#### [Problem statement]
Reproduce all of the data below verbatim, from the first line through the last, and omit the images.
::::
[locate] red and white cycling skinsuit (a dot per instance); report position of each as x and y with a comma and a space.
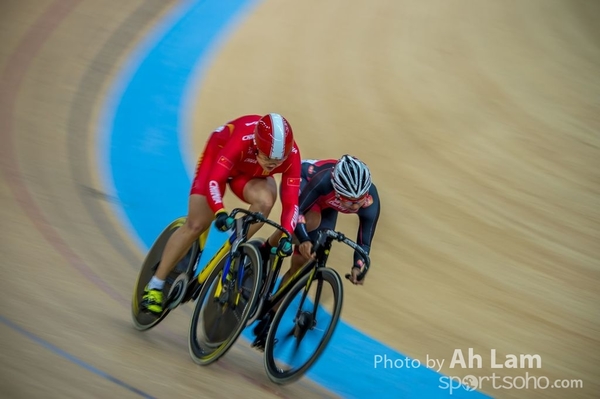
230, 157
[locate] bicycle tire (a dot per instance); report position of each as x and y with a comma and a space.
144, 321
205, 353
282, 377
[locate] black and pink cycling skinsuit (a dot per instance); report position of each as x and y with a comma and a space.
317, 194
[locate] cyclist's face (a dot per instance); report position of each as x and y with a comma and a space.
267, 163
353, 204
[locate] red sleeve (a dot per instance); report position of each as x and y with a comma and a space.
228, 157
290, 188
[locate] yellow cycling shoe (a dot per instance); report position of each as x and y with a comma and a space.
152, 301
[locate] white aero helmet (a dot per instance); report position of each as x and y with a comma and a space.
351, 177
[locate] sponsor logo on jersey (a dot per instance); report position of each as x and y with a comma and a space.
215, 193
225, 162
295, 218
293, 181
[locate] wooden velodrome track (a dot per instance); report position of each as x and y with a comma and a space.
479, 119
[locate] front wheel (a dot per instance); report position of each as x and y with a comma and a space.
222, 309
303, 326
143, 320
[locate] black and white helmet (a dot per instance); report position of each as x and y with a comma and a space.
351, 177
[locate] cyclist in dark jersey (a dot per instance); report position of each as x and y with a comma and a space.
328, 187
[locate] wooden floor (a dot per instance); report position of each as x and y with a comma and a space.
480, 121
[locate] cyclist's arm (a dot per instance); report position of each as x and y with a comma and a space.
227, 158
368, 218
290, 188
318, 186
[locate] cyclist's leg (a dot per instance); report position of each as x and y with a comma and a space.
198, 220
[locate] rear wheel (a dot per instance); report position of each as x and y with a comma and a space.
175, 284
303, 326
221, 310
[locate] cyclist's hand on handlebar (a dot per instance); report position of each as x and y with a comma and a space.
284, 248
306, 250
222, 221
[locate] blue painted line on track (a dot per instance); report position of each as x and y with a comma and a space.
146, 171
72, 358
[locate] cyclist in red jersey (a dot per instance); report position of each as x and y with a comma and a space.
330, 187
245, 153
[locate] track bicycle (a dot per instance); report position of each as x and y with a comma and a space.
185, 281
302, 318
228, 294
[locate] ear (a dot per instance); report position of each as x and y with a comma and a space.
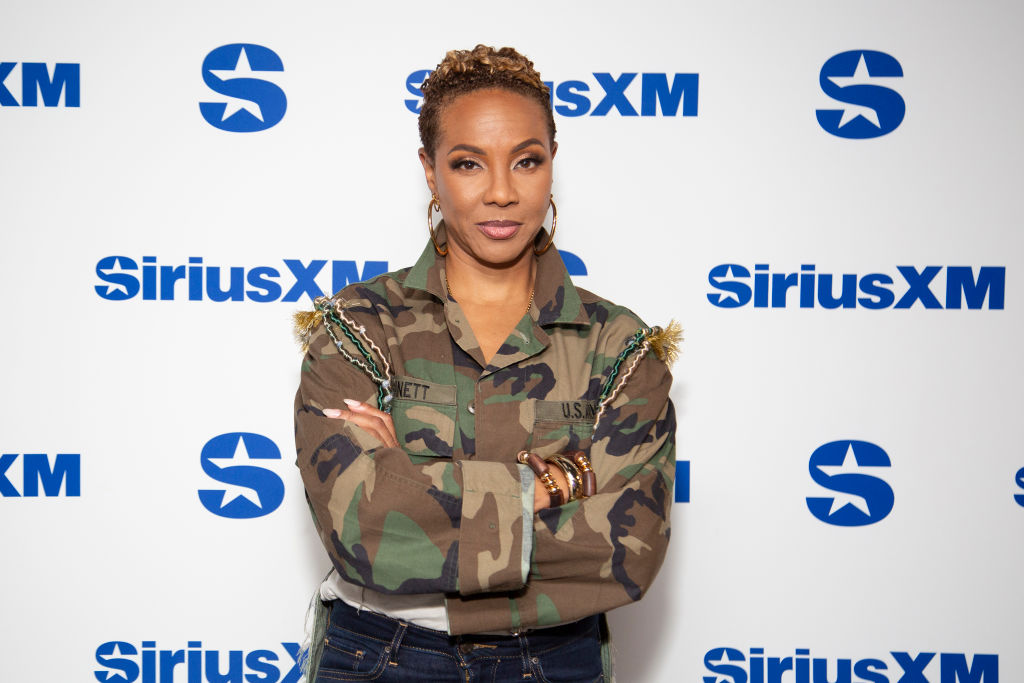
428, 171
::::
#### [Correct output]
[locate] red and white cycling skinsuit (a dot per instance); report position of each as x and y with a comma and a space.
230, 157
[locate] bicycle tire (a dot per instance); report position of each as x and y with a comma and a space.
144, 321
205, 353
282, 377
[locate] black and pink cycling skinsuit (a dot per instance); report position of each as x and y with a comma and a space.
317, 194
[locate] cyclist's face (a dot per instance); report position of each as x and y with a comma and a space.
267, 163
353, 204
[locate] red sleeve (a dot per instance); report position of each as x and y with a comma and a space.
228, 157
290, 188
[locate] yellow cycling shoe (a dot per instance); report position of each as x and y with a comma and a space.
152, 301
[locate] white aero helmet (a dot per instance); report position of each as x and y with a comma and a space.
351, 177
[locate] sponsor logo on jersey (a dot per instance); report position of each as x and y with a comma and a space.
215, 193
225, 162
295, 218
293, 181
[locate] wooden velodrome track (a dot per instance); report position of each as x and y with a comma and a space.
479, 119
[locate] front wheel (a dot per instance); report position of each as x and y with a comma and a space.
222, 309
303, 326
143, 320
[locate] black and white helmet (a dot per instance); report position of each as x and y with a comma and a space.
351, 177
[locate] cyclist in dark jersey (a dot per instance); report position of each as x and y with a comma and a space.
328, 187
[locate] wooden floor (a dot per instance); report position of each as x and y with a comma and a space.
480, 121
[locate] cyclist's arm (a dot per instance); report position of each as x and y with a comma and a space.
227, 158
368, 218
290, 188
318, 186
[locate] cyclist's leg (a dot per instance); report position of each as x and y with a comma and a space.
198, 220
[locate] rear wheel (a dot per instance); report position of each as x and y with a comma and a space.
175, 284
303, 326
221, 310
[locate] cyclist's hand on handlebar (a dot per instance); report position of each as x and y with a comma and a space.
284, 248
306, 250
222, 221
[locate] blue painted line on track (a dot per instance); report position of each as x and y with a comma and a space.
146, 171
72, 358
[locate] cyclist in red jersey (a dot per instance); report position of each as x and y with a comma and a space.
330, 187
245, 153
[locate] track bicycle (a dot per instance); report position of each as x and y with a comma and a space.
185, 281
302, 318
228, 294
[locate] ear (a dot per instance); report position of each as x and y with a comma and a space.
428, 171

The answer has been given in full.